## WORK TO BE COMPLETED
Please pull out every line of the entries below that contains the word "column", copying each one in full.
──────────────────────────────
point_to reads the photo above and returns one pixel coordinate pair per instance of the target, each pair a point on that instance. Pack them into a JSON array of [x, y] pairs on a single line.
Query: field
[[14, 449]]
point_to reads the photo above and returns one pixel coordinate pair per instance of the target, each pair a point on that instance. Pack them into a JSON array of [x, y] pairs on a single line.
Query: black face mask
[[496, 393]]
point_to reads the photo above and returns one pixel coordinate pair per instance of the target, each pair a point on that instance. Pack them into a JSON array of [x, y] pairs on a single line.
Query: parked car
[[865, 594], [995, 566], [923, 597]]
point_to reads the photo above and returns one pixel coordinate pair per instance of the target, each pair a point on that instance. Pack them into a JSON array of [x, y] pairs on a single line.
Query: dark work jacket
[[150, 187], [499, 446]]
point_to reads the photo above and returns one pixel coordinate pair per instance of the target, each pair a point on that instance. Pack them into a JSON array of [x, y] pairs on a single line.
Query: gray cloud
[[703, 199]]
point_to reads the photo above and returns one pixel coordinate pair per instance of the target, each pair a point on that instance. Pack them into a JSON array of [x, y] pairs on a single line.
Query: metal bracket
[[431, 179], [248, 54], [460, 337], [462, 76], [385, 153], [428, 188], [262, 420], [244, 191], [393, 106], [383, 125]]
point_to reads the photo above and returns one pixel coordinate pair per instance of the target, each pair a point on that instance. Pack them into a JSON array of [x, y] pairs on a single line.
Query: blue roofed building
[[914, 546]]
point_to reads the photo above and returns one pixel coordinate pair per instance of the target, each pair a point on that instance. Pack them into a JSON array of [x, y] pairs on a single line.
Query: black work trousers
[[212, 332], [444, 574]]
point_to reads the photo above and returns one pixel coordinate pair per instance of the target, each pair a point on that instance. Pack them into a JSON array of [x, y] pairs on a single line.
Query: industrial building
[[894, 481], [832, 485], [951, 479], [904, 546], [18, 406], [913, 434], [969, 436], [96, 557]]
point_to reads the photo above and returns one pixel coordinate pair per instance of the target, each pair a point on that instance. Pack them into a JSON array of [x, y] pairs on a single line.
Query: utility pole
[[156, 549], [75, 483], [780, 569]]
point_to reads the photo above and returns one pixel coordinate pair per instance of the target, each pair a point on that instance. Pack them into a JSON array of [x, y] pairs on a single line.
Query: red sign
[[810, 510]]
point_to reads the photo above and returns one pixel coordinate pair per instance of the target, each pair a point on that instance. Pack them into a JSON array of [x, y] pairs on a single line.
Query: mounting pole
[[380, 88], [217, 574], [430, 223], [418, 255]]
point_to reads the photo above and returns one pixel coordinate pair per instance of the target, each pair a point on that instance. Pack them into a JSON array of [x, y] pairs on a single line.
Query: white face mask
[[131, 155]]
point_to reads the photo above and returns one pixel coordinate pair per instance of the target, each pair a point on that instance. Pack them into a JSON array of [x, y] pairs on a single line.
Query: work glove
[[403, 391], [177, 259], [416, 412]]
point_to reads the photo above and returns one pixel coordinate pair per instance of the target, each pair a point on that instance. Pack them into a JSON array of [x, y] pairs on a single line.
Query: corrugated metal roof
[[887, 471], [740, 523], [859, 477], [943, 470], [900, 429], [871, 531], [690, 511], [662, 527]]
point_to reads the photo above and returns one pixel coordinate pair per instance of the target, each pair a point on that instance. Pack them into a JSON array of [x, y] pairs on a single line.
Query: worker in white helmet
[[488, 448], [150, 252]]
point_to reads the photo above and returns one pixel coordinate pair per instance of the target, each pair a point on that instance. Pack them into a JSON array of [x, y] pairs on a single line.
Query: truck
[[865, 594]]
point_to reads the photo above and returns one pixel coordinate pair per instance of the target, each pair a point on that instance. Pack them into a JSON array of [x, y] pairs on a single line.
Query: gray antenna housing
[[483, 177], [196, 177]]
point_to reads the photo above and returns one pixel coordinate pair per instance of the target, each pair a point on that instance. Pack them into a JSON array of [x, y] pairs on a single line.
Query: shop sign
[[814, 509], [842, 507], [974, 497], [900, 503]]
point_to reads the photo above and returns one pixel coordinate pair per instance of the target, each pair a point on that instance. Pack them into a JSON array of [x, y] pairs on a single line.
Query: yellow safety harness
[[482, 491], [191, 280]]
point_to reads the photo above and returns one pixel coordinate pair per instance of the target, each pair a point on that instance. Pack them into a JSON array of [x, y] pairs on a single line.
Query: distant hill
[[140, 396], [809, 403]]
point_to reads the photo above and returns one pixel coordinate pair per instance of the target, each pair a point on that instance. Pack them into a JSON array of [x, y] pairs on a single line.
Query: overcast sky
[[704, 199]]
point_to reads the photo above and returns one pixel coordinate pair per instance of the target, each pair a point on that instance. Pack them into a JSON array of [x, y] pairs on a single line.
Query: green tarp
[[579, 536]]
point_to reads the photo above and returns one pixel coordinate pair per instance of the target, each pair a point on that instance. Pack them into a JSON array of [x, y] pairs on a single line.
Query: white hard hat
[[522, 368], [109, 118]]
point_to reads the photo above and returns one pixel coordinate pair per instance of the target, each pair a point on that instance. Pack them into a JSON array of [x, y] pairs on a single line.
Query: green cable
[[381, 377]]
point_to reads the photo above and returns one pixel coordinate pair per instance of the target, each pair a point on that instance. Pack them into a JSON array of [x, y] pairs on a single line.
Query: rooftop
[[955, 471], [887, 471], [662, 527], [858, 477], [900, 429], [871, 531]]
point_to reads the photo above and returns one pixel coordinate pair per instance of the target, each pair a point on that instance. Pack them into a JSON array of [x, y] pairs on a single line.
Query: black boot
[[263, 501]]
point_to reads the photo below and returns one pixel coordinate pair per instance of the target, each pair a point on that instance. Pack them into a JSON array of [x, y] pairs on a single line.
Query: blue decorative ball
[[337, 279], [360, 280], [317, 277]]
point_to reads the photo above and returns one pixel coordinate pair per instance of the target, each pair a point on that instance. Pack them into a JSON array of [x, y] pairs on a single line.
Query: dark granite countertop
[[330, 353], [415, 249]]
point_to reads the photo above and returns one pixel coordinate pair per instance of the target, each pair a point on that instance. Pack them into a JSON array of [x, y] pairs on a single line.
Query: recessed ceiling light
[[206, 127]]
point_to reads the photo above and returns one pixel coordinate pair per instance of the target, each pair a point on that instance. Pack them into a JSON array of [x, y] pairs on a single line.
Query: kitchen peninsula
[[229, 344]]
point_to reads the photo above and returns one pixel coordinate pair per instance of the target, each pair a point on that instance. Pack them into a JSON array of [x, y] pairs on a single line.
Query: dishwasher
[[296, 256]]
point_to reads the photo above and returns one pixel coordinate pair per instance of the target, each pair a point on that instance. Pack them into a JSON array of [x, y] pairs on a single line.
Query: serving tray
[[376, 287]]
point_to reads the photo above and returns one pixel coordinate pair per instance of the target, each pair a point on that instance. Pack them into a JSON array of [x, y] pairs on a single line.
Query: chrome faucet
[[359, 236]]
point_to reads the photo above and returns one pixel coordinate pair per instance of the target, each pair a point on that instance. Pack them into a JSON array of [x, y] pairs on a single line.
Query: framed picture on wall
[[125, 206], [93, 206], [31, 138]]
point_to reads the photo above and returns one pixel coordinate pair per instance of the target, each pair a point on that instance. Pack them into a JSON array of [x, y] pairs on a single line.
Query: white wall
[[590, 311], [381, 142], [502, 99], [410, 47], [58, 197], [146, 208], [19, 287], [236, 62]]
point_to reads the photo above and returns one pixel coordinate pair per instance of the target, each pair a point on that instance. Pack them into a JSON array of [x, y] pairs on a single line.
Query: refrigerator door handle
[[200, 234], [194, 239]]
──────────────────────────────
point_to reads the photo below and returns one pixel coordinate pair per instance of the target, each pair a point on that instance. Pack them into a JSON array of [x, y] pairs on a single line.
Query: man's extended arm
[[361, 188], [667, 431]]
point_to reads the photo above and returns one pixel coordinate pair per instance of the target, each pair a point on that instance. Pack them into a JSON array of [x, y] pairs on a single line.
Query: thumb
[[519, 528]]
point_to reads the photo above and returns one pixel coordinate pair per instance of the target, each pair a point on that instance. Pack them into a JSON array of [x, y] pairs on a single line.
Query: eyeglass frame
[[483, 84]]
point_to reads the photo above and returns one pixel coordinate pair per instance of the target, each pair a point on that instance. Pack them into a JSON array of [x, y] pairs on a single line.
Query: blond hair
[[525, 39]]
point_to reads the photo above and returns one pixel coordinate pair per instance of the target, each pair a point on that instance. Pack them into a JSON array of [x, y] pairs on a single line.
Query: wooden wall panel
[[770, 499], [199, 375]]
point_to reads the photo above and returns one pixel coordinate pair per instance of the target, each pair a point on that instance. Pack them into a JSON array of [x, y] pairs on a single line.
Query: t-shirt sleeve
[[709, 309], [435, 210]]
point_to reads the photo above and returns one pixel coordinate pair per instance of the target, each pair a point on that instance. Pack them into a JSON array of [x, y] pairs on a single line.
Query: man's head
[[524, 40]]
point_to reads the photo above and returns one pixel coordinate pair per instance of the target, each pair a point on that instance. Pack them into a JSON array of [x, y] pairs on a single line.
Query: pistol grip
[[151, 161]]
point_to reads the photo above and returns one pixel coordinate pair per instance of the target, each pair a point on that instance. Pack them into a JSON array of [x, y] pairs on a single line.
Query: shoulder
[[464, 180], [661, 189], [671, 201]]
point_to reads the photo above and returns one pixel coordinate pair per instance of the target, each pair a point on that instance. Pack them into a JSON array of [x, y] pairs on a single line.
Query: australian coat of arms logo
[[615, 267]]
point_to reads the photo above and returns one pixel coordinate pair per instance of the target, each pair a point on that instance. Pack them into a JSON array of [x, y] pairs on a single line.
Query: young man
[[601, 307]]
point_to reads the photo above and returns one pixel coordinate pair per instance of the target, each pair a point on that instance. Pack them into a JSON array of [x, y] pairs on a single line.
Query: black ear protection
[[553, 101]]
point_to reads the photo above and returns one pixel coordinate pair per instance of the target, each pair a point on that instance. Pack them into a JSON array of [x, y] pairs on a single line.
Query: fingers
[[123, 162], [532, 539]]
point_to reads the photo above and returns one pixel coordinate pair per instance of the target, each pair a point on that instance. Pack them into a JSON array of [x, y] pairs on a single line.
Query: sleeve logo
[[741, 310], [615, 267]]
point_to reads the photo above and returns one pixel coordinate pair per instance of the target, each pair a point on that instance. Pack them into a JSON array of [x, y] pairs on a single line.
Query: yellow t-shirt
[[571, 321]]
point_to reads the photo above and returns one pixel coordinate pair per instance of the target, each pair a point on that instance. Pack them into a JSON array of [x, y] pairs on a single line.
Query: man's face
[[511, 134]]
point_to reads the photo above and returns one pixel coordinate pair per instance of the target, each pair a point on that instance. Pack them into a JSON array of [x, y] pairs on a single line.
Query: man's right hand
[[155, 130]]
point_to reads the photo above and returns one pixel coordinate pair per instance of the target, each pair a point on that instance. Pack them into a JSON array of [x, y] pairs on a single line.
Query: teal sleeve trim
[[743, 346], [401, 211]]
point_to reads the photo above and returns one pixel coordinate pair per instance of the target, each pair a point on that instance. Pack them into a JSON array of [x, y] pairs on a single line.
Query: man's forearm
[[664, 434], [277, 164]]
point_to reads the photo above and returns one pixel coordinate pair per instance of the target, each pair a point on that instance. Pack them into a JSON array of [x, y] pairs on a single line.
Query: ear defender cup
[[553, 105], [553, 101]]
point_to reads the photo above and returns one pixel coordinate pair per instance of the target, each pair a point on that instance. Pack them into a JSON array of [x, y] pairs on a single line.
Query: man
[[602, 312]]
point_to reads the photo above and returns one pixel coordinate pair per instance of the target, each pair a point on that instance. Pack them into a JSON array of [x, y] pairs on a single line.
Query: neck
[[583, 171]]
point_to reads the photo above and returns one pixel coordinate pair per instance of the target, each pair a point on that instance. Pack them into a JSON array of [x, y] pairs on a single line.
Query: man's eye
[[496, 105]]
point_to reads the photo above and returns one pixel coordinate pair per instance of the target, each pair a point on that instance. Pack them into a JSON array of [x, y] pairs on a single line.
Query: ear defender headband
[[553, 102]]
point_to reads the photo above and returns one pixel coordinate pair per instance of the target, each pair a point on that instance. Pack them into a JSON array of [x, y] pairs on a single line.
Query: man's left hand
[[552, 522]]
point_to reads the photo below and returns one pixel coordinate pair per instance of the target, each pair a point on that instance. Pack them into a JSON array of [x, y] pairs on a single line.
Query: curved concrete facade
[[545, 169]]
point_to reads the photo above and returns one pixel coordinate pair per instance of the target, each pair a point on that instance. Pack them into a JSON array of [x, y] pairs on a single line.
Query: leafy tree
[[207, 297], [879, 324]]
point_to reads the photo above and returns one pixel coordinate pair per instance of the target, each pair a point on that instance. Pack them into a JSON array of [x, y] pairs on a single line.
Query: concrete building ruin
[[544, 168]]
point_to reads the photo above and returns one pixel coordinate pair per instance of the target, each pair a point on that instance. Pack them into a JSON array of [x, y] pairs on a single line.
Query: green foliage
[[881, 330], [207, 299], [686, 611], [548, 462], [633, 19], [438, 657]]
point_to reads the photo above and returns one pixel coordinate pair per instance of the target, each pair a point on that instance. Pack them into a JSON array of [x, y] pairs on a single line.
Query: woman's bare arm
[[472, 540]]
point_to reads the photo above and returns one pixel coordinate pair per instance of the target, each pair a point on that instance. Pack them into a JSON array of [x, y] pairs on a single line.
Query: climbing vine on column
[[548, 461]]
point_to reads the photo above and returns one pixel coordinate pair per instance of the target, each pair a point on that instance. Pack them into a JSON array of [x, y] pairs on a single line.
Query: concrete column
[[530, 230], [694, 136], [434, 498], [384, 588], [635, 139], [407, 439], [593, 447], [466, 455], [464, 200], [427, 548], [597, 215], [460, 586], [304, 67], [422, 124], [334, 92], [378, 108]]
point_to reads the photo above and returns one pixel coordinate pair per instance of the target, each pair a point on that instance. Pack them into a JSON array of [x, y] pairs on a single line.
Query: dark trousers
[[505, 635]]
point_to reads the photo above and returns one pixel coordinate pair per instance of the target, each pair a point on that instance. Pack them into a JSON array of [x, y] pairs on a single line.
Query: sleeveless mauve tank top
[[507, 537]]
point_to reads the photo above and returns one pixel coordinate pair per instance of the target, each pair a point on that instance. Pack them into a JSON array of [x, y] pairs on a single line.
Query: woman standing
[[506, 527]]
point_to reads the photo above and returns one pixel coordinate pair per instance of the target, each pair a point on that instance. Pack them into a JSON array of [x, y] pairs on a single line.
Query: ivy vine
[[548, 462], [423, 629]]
──────────────────────────────
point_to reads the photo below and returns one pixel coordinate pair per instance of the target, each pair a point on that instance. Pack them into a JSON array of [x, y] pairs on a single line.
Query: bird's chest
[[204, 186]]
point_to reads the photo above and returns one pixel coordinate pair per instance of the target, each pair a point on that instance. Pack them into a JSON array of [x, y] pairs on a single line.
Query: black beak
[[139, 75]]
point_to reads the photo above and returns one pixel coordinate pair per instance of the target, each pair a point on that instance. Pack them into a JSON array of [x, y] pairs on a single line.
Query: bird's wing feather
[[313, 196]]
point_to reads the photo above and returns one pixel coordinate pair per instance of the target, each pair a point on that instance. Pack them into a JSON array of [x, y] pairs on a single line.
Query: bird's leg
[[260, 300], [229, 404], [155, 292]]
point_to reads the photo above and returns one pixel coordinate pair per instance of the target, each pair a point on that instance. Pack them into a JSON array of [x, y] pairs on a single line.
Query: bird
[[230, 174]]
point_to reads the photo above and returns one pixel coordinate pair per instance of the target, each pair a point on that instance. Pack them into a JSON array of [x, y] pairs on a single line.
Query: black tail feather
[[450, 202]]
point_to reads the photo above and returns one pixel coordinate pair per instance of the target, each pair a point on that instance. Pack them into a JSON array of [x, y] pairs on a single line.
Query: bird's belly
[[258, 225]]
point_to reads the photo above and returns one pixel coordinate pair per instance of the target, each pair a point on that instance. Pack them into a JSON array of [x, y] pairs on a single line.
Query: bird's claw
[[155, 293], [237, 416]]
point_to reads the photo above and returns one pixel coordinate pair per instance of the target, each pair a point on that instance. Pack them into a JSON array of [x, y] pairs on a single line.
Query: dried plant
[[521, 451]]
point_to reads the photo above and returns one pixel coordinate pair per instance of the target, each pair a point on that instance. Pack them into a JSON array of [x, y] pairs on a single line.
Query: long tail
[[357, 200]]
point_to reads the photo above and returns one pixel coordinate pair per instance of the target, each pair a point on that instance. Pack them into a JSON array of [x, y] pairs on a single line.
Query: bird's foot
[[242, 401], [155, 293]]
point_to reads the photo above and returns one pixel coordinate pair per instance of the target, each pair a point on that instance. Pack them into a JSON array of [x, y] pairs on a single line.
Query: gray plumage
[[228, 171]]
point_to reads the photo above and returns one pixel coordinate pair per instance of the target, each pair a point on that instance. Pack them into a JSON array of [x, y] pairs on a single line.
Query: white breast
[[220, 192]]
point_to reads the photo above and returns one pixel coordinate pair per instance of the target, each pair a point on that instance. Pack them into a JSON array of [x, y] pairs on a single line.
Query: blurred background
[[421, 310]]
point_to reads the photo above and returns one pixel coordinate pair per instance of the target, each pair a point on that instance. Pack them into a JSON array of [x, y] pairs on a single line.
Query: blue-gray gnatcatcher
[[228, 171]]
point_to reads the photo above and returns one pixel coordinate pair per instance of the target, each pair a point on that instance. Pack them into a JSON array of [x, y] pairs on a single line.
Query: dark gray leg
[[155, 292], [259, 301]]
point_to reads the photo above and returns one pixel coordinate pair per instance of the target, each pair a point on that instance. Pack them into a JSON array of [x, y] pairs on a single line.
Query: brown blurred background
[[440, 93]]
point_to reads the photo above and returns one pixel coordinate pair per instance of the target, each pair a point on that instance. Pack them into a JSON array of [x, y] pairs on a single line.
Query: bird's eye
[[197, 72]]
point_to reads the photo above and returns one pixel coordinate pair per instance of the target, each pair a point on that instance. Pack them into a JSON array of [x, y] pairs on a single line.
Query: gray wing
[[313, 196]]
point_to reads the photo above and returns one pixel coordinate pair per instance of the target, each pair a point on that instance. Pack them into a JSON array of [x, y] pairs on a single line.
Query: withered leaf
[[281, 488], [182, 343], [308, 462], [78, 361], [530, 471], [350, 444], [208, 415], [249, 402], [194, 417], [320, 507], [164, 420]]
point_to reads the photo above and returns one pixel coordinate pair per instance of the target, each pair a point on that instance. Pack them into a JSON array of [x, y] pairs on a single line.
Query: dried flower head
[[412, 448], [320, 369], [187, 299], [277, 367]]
──────────────────────────────
## COMPLETED EXERCISE
Query: climbing vine on column
Query: concrete column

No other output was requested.